─── Data lines ───

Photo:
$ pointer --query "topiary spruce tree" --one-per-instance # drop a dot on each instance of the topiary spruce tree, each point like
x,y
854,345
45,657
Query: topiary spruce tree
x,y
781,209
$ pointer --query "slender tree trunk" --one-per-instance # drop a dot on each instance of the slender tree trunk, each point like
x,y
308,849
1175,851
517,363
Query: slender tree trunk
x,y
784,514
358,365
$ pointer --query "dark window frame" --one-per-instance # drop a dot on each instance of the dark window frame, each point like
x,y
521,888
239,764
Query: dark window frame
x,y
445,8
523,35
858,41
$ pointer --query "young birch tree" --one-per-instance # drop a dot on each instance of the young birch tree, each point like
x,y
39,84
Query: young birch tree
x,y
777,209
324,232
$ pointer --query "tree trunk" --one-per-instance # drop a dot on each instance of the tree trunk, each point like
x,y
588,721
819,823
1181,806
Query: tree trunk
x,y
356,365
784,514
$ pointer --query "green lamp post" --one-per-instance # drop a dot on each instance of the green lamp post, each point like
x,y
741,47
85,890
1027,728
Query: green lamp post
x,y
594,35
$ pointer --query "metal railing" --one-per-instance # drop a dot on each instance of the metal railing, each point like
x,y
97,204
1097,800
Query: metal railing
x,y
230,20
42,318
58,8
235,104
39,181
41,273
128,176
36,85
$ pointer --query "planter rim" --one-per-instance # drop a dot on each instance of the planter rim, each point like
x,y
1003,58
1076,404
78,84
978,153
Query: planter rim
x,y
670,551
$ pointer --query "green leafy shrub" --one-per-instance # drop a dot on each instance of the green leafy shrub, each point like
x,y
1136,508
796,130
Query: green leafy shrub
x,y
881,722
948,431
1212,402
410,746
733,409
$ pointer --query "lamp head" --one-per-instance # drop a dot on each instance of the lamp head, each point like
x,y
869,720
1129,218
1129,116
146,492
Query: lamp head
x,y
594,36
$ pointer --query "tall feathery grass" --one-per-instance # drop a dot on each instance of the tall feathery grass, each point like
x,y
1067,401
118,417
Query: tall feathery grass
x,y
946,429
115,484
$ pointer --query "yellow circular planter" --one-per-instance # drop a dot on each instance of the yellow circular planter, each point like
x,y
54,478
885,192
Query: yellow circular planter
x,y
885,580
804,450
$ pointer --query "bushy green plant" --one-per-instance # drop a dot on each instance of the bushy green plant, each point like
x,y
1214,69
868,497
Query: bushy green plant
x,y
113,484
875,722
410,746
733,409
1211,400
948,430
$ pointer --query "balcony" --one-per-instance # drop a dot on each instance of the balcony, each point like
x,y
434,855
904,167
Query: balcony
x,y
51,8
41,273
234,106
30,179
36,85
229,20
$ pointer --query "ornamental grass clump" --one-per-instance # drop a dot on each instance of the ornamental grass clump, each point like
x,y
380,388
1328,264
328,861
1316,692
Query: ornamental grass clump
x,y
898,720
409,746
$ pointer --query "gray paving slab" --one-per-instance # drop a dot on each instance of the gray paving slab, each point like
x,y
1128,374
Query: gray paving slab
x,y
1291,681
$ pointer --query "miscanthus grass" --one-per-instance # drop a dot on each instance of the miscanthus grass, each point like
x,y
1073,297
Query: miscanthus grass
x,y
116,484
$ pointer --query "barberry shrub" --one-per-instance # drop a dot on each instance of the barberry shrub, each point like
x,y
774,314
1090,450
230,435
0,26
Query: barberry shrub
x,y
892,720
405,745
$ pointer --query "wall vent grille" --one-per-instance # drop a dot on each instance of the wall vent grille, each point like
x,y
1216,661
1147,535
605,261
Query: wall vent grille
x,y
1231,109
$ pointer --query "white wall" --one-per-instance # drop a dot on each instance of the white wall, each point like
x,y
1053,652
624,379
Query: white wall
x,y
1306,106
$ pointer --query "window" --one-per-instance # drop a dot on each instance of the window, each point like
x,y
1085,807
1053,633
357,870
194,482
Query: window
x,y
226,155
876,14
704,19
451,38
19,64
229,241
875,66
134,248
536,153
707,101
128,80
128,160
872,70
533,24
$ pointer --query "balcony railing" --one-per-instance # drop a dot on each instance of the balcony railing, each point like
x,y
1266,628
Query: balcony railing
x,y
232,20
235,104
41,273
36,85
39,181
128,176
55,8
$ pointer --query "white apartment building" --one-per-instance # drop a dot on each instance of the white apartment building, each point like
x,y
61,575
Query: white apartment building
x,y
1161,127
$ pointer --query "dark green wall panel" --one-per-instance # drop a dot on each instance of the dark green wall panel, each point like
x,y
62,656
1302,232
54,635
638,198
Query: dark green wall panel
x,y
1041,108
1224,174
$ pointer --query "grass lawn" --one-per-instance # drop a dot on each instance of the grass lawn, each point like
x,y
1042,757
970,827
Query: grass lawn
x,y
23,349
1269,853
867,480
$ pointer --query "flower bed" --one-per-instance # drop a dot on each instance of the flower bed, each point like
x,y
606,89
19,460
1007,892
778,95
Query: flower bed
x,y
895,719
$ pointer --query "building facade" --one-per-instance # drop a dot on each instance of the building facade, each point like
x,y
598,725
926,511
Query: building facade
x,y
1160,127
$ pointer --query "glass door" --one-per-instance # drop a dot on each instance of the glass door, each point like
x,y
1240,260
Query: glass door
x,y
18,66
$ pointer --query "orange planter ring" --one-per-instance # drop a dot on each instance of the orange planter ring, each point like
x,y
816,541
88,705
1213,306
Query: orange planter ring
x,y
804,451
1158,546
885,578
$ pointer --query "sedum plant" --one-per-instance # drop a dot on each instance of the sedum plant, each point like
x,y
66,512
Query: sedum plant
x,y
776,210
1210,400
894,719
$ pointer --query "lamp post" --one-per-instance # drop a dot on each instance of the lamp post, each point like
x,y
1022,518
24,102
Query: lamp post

───

◆ Brief ◆
Copy out the whole listing exactly; please set it all down.

◆ Worked solution ◆
Photo:
$ pointer --query "topiary spruce tree" --one-per-instance # drop a dot on each instance of the topiary spruce tree, each point like
x,y
854,345
45,657
Query: topiary spruce tree
x,y
781,209
$ pointer --query "slender tree trunk" --one-per-instance # drop a dot on each instance of the slender tree trunk, each point like
x,y
308,849
1175,851
517,363
Query: slender tree trunk
x,y
784,514
358,365
$ pointer --query "dark window frame" --one-per-instance # drop a dot on each instance of the dark window frame, each point like
x,y
521,888
239,764
Query: dark window frame
x,y
445,8
523,35
858,41
$ pointer --query "young birch tree" --one-per-instance # drop a dot on each instance of the young birch tree, each point like
x,y
39,84
Query: young birch tree
x,y
777,209
324,232
$ pointer --query "tree trunk" --one-per-instance # drop a dot on each instance of the tree trunk, each point like
x,y
588,721
819,823
1181,806
Query: tree trunk
x,y
356,365
784,514
$ pointer --query "green lamp post" --one-per-instance # drop a dot on each instance of the green lamp post, each point like
x,y
741,47
85,890
1027,728
Query: green lamp post
x,y
594,35
$ pointer --query "metal railing" --one-per-instance # drop a dot on each instance of the metal railing, each point like
x,y
97,204
1097,800
Query: metal railing
x,y
230,20
42,318
58,8
235,104
39,181
41,273
128,176
36,85
$ pointer --query "planter rim" --one-per-instance # drop a dot on each instance of the planter rim, each point like
x,y
1003,58
1076,404
78,84
978,153
Query: planter rim
x,y
670,551
$ pointer --query "green leafy shrub" --one-per-instance # drop a dot on each instance of the green leafy shrub, each point like
x,y
1136,508
796,130
Query: green leafy shrub
x,y
881,722
948,431
1212,402
410,746
733,409
$ pointer --query "lamp head" --one-per-instance # drop a dot on each instance of the lamp head, each point like
x,y
869,720
1129,218
1129,116
146,492
Query: lamp head
x,y
594,36
$ pointer --query "tall feathery grass" --one-per-instance # drop a dot on each instance of the tall feathery grass, each point like
x,y
1067,401
118,417
Query: tall feathery grass
x,y
946,429
115,484
$ pointer --query "yellow circular planter" --one-per-instance # drop a dot on each instance of the yellow circular planter, each point like
x,y
54,478
885,192
Query: yellow circular planter
x,y
885,580
804,450
$ pointer --query "bushy green plant" --one-per-instance # drop a dot on each instance of the bushy green plant, each point like
x,y
1214,69
868,497
Query: bushy green plant
x,y
113,484
875,722
410,746
733,409
1211,400
948,430
$ pointer --query "balcony" --one-per-instance # drop a dot on each instance of the balcony, each point like
x,y
434,855
904,167
Query: balcony
x,y
51,8
41,273
234,106
30,179
36,85
229,20
$ pointer --query "ornamental grass clump" --one-per-instance # drop a dot on each instance of the ornamental grass clump, each point like
x,y
380,388
1328,264
328,861
1316,692
Query: ornamental grass clump
x,y
898,720
409,746
$ pointer --query "gray paving slab" --one-per-instance # drop a dot on each instance of the gray paving slab, each point like
x,y
1128,374
Query: gray paving slab
x,y
1291,681
$ pointer --query "miscanthus grass" --one-per-instance # drop a dot on each instance of the miscanthus grass, each point like
x,y
1073,297
Query: miscanthus grass
x,y
116,484
$ pointer --query "barberry shrub" --one-per-instance # drop a dot on each instance of the barberry shrub, each point like
x,y
774,314
1090,450
230,435
0,26
Query: barberry shrub
x,y
892,720
405,745
$ pointer --query "wall vent grille" --one-per-instance # drop a dot on each instance of the wall vent grille, each point like
x,y
1216,661
1147,535
605,261
Query: wall vent grille
x,y
1231,109
$ pointer --query "white wall" --one-per-instance # drop a dot on each instance of the white wall, each point like
x,y
1053,652
624,379
Query: white wall
x,y
1306,106
$ pointer --query "window" --one-per-instance # drop a dot on each instance of the window, each point like
x,y
1085,807
1053,633
357,870
194,482
Query: window
x,y
226,155
876,14
704,19
451,38
19,64
229,241
875,66
134,248
536,153
707,101
128,80
128,160
872,70
533,24
$ pointer --query "balcony railing" --one-per-instance # drop a dot on each instance of the balcony railing, each point like
x,y
1266,628
Query: balcony railing
x,y
232,20
235,104
41,273
36,85
39,181
128,176
55,8
$ pointer --query "white apartment building" --one-per-instance # drop a dot on each instance of the white apartment building, each point like
x,y
61,575
Query: white apartment building
x,y
1161,127
$ pointer --query "dark green wall panel" --one-per-instance # drop a dot on each instance of the dark green wall panel, each point like
x,y
62,656
1302,232
54,635
638,198
Query: dark green wall panel
x,y
1041,108
1224,174
$ pointer --query "grass lawn" --one-per-instance # drop a dot on each instance of the grass lawn, each point like
x,y
1042,757
970,827
Query: grass lawn
x,y
23,349
1269,853
867,480
$ pointer --query "flower bed" --one-per-instance # drop a dot on each instance of the flower bed, each point like
x,y
606,89
19,460
1007,892
778,95
Query: flower bed
x,y
895,719
$ pointer --query "building facade" --one-per-instance # drop a dot on each instance of the building facade, each point like
x,y
598,725
926,511
Query: building facade
x,y
1160,127
$ pointer --query "glass door" --one-per-instance # drop a dot on each instance of the glass door, each point like
x,y
1240,260
Query: glass door
x,y
18,66
$ pointer --query "orange planter ring" --one-per-instance # drop a dot on each instance of the orange planter ring, each point like
x,y
816,541
88,705
1213,306
Query: orange planter ring
x,y
804,451
1158,546
885,578
$ pointer --query "sedum plant" --one-per-instance # drop a dot on each instance of the sedum plant, each point like
x,y
66,512
Query: sedum plant
x,y
776,210
1210,400
894,719
$ pointer --query "lamp post" --one-per-instance # drop a dot on each instance of the lamp post, each point like
x,y
1022,518
24,102
Query: lamp post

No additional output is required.